-- Aim of the exercise --
Copy out all of the material below, swapping "pixel coordinates" for "image coordinates" wherever it occurs and keeping everything else unchanged. Leave the pictures out.

-- Records for the exercise --

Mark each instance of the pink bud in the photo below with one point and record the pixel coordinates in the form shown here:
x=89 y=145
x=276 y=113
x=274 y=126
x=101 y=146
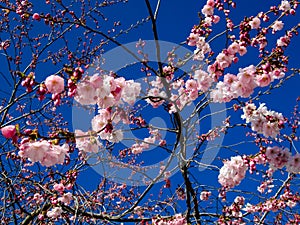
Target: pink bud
x=8 y=131
x=36 y=16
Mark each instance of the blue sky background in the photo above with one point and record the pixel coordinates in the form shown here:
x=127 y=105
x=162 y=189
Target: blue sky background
x=175 y=20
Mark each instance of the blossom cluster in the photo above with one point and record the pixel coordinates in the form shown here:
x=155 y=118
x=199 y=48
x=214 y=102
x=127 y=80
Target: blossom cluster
x=232 y=172
x=263 y=121
x=44 y=152
x=177 y=219
x=86 y=141
x=278 y=158
x=106 y=91
x=242 y=84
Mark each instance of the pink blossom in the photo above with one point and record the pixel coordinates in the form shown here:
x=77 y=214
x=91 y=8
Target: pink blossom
x=66 y=198
x=193 y=39
x=44 y=152
x=204 y=195
x=34 y=151
x=263 y=80
x=293 y=165
x=55 y=155
x=99 y=121
x=88 y=143
x=36 y=16
x=255 y=23
x=207 y=10
x=283 y=41
x=278 y=157
x=54 y=84
x=9 y=131
x=264 y=121
x=233 y=48
x=59 y=187
x=55 y=212
x=131 y=91
x=86 y=93
x=232 y=172
x=285 y=6
x=242 y=50
x=278 y=25
x=204 y=80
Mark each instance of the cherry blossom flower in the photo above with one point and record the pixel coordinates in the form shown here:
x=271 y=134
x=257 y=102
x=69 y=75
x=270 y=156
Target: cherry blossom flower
x=262 y=120
x=285 y=6
x=255 y=23
x=9 y=131
x=204 y=195
x=36 y=16
x=278 y=25
x=55 y=212
x=44 y=152
x=54 y=84
x=88 y=143
x=66 y=198
x=293 y=165
x=232 y=172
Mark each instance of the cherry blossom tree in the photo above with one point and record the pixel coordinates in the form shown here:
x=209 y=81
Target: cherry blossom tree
x=103 y=122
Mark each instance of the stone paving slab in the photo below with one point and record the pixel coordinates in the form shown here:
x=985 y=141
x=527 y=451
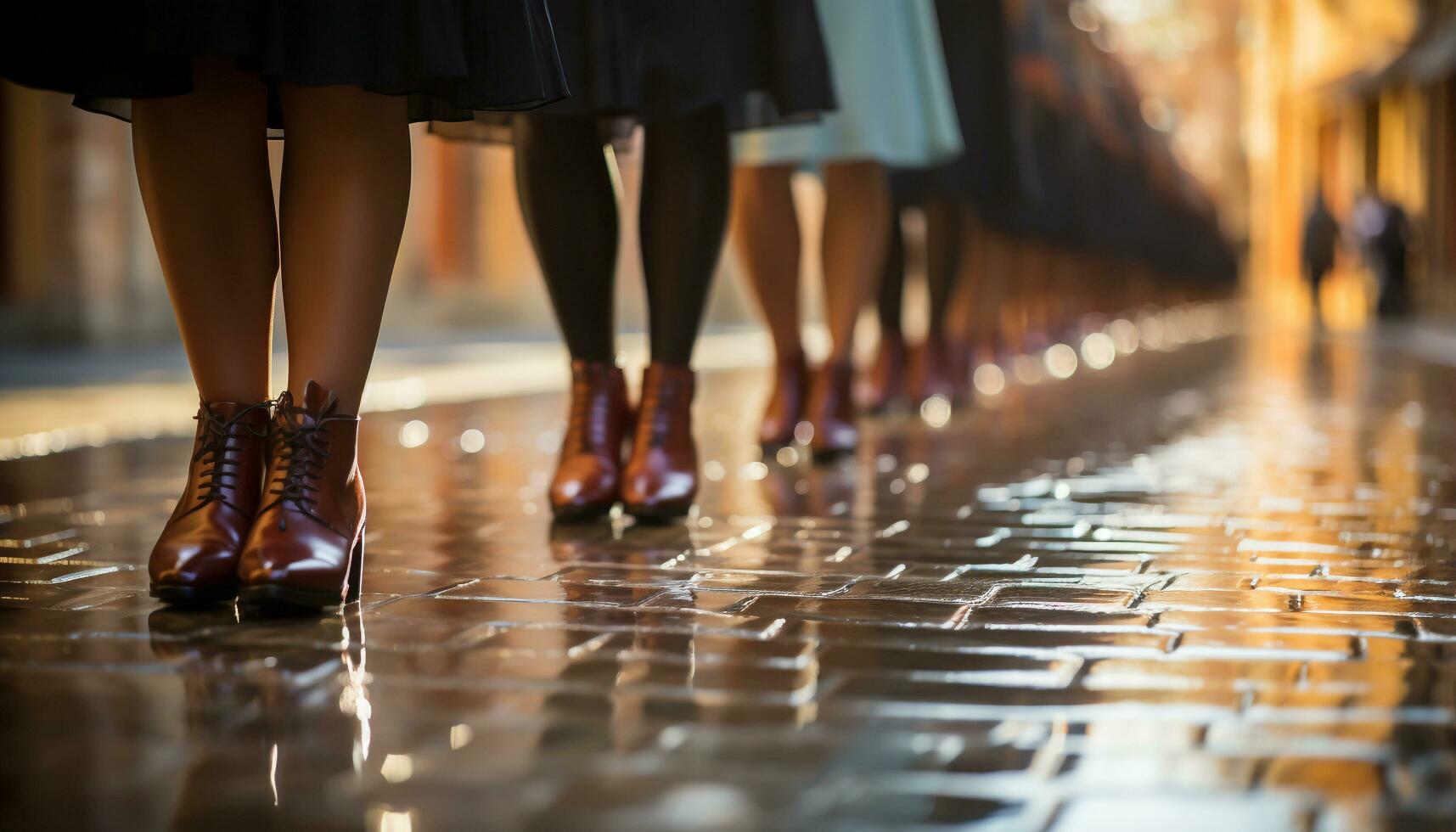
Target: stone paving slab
x=1207 y=587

-- Answer to this exercise --
Mark each instance of the pink bud in the photo below with one point and record the image coordinates in the form shown here:
x=89 y=145
x=276 y=113
x=274 y=126
x=101 y=146
Target: pink bud
x=8 y=131
x=36 y=16
Mark each instance of the blue sky background in the photo above with one point and record the image coordinates in the form shown here:
x=127 y=105
x=162 y=189
Target: blue sky background
x=175 y=20
Mark each instance of the blossom cluster in the photo above with one point and record the image coordinates in the form shown here:
x=155 y=118
x=199 y=48
x=214 y=102
x=127 y=80
Target: blossom cluster
x=232 y=172
x=263 y=121
x=44 y=152
x=177 y=219
x=86 y=141
x=278 y=158
x=106 y=91
x=242 y=84
Mark each instance of the pink blossom in the photo above with one point and record the image coordinates in the form shown here:
x=77 y=214
x=91 y=8
Target: pink blossom
x=66 y=198
x=193 y=39
x=44 y=152
x=204 y=195
x=34 y=151
x=263 y=80
x=293 y=165
x=55 y=155
x=99 y=121
x=88 y=143
x=36 y=16
x=255 y=23
x=207 y=10
x=283 y=41
x=278 y=157
x=54 y=84
x=9 y=131
x=264 y=121
x=233 y=48
x=59 y=187
x=55 y=212
x=131 y=91
x=86 y=93
x=232 y=172
x=285 y=6
x=242 y=50
x=278 y=25
x=204 y=80
Mark each instance of the cherry blossom flower in the photo above with one point and record the image coordinates in the form shown here:
x=271 y=134
x=257 y=102
x=69 y=75
x=270 y=156
Target: cherry blossom flower
x=262 y=120
x=285 y=6
x=255 y=23
x=9 y=131
x=204 y=195
x=36 y=16
x=278 y=25
x=55 y=212
x=44 y=152
x=54 y=84
x=88 y=143
x=66 y=198
x=293 y=165
x=232 y=172
Mark each instance of the cherry blossom tree in the photo above with one point and record the image coordinates in the form shown here:
x=209 y=81
Target: cherry blossom tree
x=103 y=122
Mark each instance of the stone paving slab in the photo below with one point and record the image coordinates in the form shown here:
x=985 y=141
x=527 y=451
Target: stone paving slab
x=1207 y=587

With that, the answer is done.